## TASK OBJECTIVE
Filter the listing below, keeping every line that holds "middle".

## EXERCISE MATERIAL
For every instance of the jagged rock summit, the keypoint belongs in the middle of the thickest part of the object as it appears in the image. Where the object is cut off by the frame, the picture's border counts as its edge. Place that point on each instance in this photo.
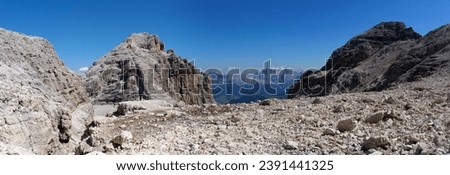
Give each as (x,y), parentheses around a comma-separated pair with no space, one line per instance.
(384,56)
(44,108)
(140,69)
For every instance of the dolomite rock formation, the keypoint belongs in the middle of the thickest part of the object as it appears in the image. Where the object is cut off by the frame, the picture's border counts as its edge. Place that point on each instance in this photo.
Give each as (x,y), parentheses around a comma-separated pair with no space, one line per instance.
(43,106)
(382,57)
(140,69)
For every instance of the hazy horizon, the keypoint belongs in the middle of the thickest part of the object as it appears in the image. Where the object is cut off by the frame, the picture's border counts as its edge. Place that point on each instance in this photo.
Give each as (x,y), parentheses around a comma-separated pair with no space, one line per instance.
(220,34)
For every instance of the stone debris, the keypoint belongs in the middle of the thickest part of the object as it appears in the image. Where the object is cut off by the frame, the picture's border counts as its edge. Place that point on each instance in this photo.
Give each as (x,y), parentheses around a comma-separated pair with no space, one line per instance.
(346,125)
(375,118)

* * *

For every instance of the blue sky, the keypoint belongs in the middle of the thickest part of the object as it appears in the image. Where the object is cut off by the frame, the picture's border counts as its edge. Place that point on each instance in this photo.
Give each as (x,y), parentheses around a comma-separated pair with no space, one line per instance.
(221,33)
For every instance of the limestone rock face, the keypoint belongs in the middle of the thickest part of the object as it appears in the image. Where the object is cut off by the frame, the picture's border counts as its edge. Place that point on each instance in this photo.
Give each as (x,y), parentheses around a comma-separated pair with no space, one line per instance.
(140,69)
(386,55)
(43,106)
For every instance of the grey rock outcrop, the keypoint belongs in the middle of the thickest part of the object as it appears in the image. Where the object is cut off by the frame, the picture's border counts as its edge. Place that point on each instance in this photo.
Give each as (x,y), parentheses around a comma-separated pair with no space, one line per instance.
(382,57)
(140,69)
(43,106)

--

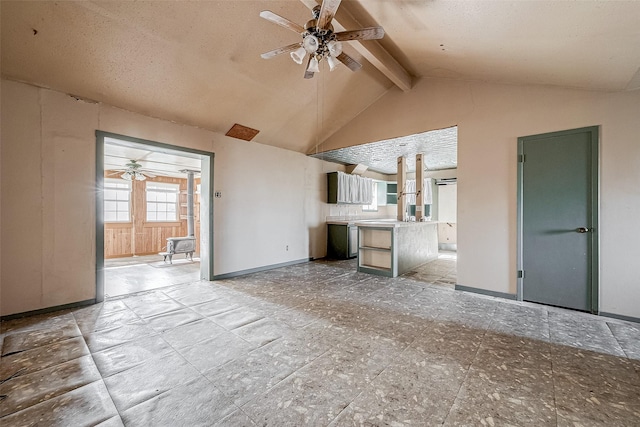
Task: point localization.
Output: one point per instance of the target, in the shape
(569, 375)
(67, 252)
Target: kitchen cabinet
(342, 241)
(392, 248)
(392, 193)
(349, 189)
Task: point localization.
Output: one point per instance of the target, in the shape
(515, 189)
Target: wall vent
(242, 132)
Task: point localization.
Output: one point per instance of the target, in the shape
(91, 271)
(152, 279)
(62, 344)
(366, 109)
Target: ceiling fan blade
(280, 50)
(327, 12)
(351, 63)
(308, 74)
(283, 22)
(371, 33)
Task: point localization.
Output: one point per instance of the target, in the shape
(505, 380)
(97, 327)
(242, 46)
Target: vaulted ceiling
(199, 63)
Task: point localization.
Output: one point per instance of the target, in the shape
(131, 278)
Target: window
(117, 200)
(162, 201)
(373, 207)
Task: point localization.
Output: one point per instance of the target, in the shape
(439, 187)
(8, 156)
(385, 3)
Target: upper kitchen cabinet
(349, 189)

## SOLUTION TO THIS PROBLEM
For every instance of the jagged rock summit, the keypoint belongs in the middle of the thickest part of the object as it appears in the image. Where the object is cut off by the frame, the picture's border counts as its edge. Place that point on each instance in this photo.
For every instance of the dolomite rock formation, the keypoint belongs in the middle of the thickest part of the object as it appears in the image. Where the object is cut off by the frame, the picture's border counts as its edge. Place that point on each instance in this photo.
For every instance of the hazy horizon, the keypoint belongs in the middle of the thickest part of the object as it appears in the image. Where the object is cut off by the frame, the picture's border counts as its edge. Place that point on each instance in this photo.
For every instance of the stone debris, the keypoint belongs in the middle of the thickest part of the object as it appears in the image. Where the object is cut off by the frame, the picture's border counts as its edge. Place that point on each instance in this photo.
For every instance of the blue sky, the keypoint belongs in the middle of the thickest part of the object as it appears in the image. Where the object is cut off by the frame, the picture's border counts as its edge. Place that point on each instance in this photo.
For every instance of the limestone rock face, the keypoint belongs in the middle of the thickest part of the object as it appears in the image. Where the object is cut off by the frame, the picture's border counts as its edge. Place that point on each instance in this photo.
For every instance of the grey rock outcrop, the keypoint belongs in the middle of the thickest part of the object as it appears in the image. Where the object is cut off by the frame, the picture's border counts as its edge. Place that point on each instance in this photo.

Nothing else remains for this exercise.